§ **Instruction**: Leave out the pictures and repeat the data exactly.

§ **Records provided**:
START
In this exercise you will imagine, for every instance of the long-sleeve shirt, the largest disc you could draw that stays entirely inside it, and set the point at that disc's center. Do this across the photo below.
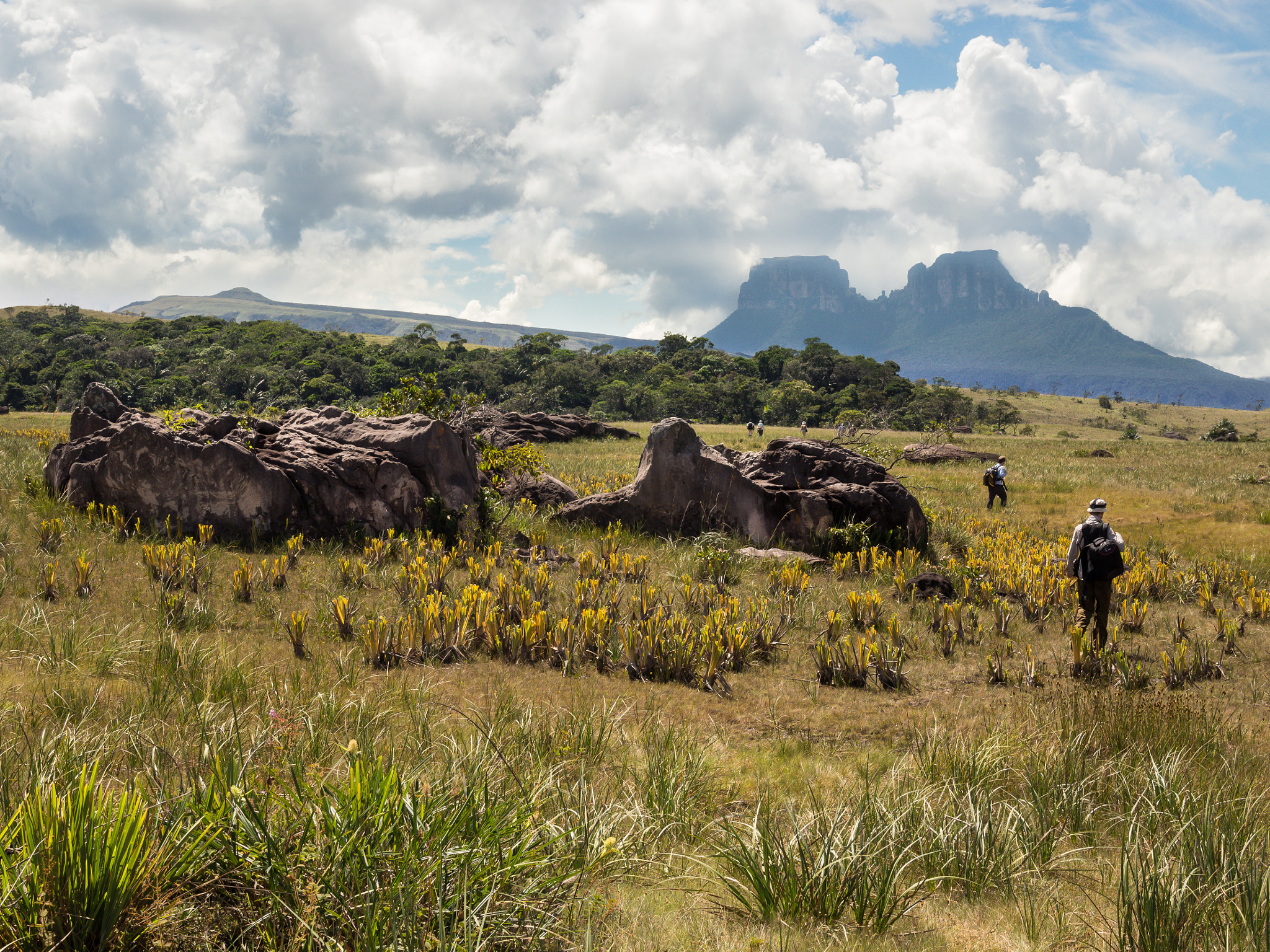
(1073, 551)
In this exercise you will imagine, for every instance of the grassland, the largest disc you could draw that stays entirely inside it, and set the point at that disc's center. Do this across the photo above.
(324, 803)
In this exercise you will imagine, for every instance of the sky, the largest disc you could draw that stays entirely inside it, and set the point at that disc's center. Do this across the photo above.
(618, 165)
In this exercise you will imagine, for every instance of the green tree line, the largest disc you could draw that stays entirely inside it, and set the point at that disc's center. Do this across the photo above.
(47, 358)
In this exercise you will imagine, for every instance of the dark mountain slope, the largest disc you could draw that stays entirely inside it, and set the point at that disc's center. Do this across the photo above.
(242, 305)
(968, 320)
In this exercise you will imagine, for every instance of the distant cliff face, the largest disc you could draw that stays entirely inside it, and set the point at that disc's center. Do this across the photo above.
(964, 319)
(966, 281)
(801, 283)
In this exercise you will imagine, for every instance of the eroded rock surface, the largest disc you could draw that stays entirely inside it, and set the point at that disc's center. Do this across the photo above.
(319, 472)
(545, 491)
(507, 430)
(793, 490)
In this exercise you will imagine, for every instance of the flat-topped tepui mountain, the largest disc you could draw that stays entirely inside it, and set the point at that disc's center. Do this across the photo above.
(968, 320)
(247, 305)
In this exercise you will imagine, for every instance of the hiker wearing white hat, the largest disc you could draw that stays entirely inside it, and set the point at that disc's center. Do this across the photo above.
(1094, 558)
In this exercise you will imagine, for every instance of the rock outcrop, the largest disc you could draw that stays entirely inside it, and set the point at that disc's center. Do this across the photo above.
(793, 490)
(545, 490)
(316, 471)
(507, 430)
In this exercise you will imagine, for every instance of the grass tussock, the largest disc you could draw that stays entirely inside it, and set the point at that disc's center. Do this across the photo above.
(397, 743)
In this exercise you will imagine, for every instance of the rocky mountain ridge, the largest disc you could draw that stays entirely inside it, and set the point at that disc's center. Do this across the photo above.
(966, 319)
(246, 305)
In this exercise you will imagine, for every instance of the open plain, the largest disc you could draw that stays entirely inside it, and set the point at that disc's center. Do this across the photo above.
(535, 795)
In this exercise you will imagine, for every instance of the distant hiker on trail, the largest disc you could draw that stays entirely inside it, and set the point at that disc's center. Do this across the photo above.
(1094, 558)
(995, 479)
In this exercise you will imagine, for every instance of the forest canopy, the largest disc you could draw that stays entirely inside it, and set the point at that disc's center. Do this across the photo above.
(48, 357)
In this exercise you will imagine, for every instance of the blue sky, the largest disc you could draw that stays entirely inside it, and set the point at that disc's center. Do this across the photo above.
(619, 165)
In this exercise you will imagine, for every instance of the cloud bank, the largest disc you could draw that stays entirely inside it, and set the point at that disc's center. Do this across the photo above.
(500, 161)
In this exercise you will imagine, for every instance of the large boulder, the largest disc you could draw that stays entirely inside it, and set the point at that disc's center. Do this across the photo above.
(321, 471)
(793, 490)
(505, 428)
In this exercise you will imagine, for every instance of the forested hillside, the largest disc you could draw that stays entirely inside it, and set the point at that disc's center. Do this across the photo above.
(47, 358)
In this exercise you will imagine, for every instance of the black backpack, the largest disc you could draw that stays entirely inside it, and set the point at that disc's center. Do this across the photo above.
(1100, 553)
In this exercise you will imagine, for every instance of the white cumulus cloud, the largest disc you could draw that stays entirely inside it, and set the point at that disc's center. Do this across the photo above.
(494, 159)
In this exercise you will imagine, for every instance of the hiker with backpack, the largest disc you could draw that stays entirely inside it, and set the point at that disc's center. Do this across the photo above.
(1095, 560)
(995, 479)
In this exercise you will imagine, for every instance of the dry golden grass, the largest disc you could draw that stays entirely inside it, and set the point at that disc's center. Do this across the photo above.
(79, 677)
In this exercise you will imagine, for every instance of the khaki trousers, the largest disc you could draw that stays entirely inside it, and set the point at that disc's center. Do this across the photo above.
(1095, 603)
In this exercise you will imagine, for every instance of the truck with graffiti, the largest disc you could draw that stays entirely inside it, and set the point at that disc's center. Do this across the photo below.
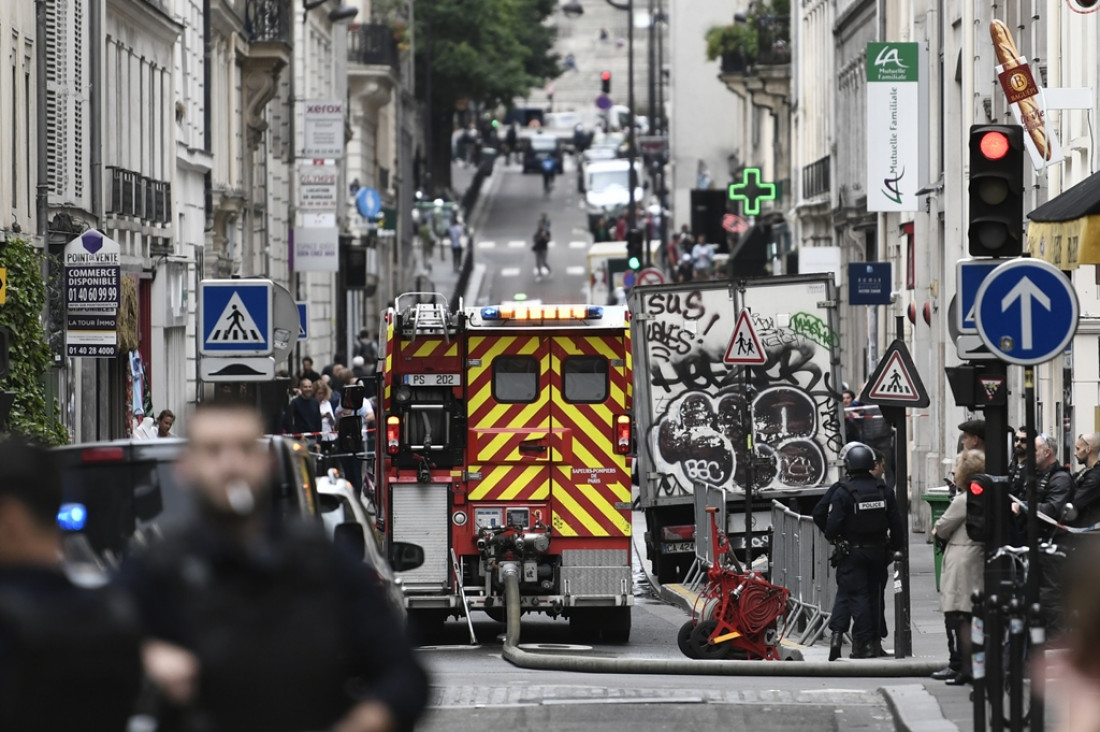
(719, 367)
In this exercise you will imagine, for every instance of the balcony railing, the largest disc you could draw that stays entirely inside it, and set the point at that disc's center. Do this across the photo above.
(372, 45)
(815, 178)
(133, 194)
(267, 21)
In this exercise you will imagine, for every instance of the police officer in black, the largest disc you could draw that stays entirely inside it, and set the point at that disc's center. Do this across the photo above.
(68, 654)
(865, 525)
(257, 624)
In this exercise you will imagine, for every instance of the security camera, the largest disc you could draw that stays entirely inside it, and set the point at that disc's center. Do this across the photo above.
(1084, 7)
END
§ **Exercise response**:
In this exercise you will imagine, for every instance of the long-sleeve shirt, the largest disc you could draw that stays entirely inside it, and set the point at that disc's center. Do this across the photo below.
(1073, 551)
In this exercise you will imagine, for every instance of the grassland, the largest disc you could draw that stays entirely inside it, and set the point at that disc's center. Do this across the photo above.
(324, 803)
In this exercise you will imagine, for every instance of the sky, the largest disc you could draw that stays entirely inside it, and set the point at that disc's center. Do this across the photo above.
(618, 165)
In this exercise you will imagine, for every instance of the green tree line, the largest disc you could draw that stays entirely inside it, and set the point at that disc's center. Do this across the photo above.
(47, 358)
In this exercise you will imagine, for every instance of the dark mountain slope, the largest disc you could draw that stays entirely inside it, and set the point at that disc's center. Do this across the photo above.
(242, 305)
(968, 320)
In this exercise you will imagine, for every instance of the distant cliff face, the largest disc you could draw that stays entirely inside it, and set the point at that disc's center. Do this across the photo above.
(964, 319)
(966, 281)
(801, 283)
In this exercise you will imagine, for every instance of the eroded rock surface, the largest disc you could draw that stays entirely inside it, and set the point at that disc's center. Do this across the photo above.
(319, 472)
(545, 491)
(507, 430)
(793, 490)
In this exercise you will imagine, for every instance of the flat-topped tepui mountain, the largest disc you could draw that stays entirely inside it, and set the point at that disc's center. Do this across the photo above.
(968, 320)
(247, 305)
In this exercise you will imagine, for every instance of the hiker wearing white hat, the largest disc you could draw that stays entirely inside it, and set the point at that disc's center. Do this across the photo above.
(1094, 558)
In this exercise you will imagine, for every instance of the rock outcrop, the largest disc you could draw that stays entirely inside it, and set the point at that disc's center. Do this across the photo above.
(793, 490)
(545, 490)
(316, 471)
(507, 430)
In this exercise you will imagine, for every instance of the grass tussock, the largest disc you could draw that stays entirely inside it, and set the point at that disc's center. Do this across the photo above.
(397, 743)
In this exercise you will imagine, for every instance of the rocky mountain ridge, the largest disc you could draw that stays entirely inside it, and set the point at that disc's center. Do this across the photo above.
(966, 319)
(246, 305)
In this exercise you will imagine, for every instance of the open plain, the largest disc you could draw that stays entirely inside it, and set the point at that disc's center. Do this across the photo above.
(535, 795)
In this exercise you will imagine, for every instance of the distant hiker on trail, the largest disc you could draw that stays entirely inside it, and set the point at that disc's center. Do this across the photo above.
(1094, 558)
(995, 479)
In this exercise you will imagine, for every instance of the forest canopy, the largest disc you could draw that stays entirely inside it, and set the point at that disc's center. Do this across the photo above.
(48, 357)
In this exercise you will imagine, for every instance of the blue sky, the largest disc you could draw that stays entirely inside it, and set the point at that disc's center. Do this across the photo above.
(619, 165)
In this exercise you will imagine, for every instance of the cloud bank, the largest disc you could draw that stays entirely inside it, and set the point at that disc's center. Do this across the photo above.
(500, 161)
In this exercise you will imagine, for every instance of the large boulder, the largest disc you could draw that stays entirely inside it, and set the point at that disc's center. Do this across the photo above.
(321, 471)
(793, 490)
(505, 428)
In this exercise you will imagine, for every instance of the forested hillside, the largest disc you could draw that stays entirely inside it, and set the point at that disc's center. Do this across the photo above.
(47, 358)
In this exercise you will imagine, for every instance of the black backpack, the largest disc you could draw that stays entirely inside it, and set the point at that disc's center. Do this across the photo above.
(1100, 553)
In this exercise you will imagine, for every instance of the white cumulus cloud, the largest disc you could draw that stays entirely inside it, and set the point at that disc's center. Do this across the photo above.
(494, 159)
In this exercise you will imagine, for every instance of the hiker with backpack, the largest disc you could draw that stays entirely inside it, and set the point at that disc's center. Do this across the photo above.
(1095, 560)
(995, 479)
In this exercise you will imagine, for every instance of the dry golden grass, the largest disc you could draw that stays entirely inside it, and set the point at that disc's center. Do this across the photo above.
(79, 677)
In this exercise you will imagine, for every instance of the khaki trousers, the largest disc you could draw that stays entirely inside it, and set the point at that disc's center. Do this across the photo above.
(1095, 603)
In this exercise you will imagine, for every instance of the truck with graffiti, the largest disc you could draw that stays entirely inside it, and set the point at that disc's center. Do this across the photo below.
(719, 367)
In this exercise you will imagine, for every instance of the balcony railing, the largest disc you could draw that stays entirely inside it, and set the point at that disc's center. Do this across the photo above.
(372, 45)
(815, 178)
(133, 194)
(267, 21)
In this exercise you will imagine, for every instance of the police officer in black, the largest disc you could draw that stays entirely inside it, and set the point at that disc's center. Do this across the photo above.
(68, 654)
(865, 525)
(257, 624)
In this exercise you will imagine, for every instance of the security camera, the largest disc you could draw that stays entirely inside it, and set the point at that disc's center. Do this across the photo above.
(1084, 7)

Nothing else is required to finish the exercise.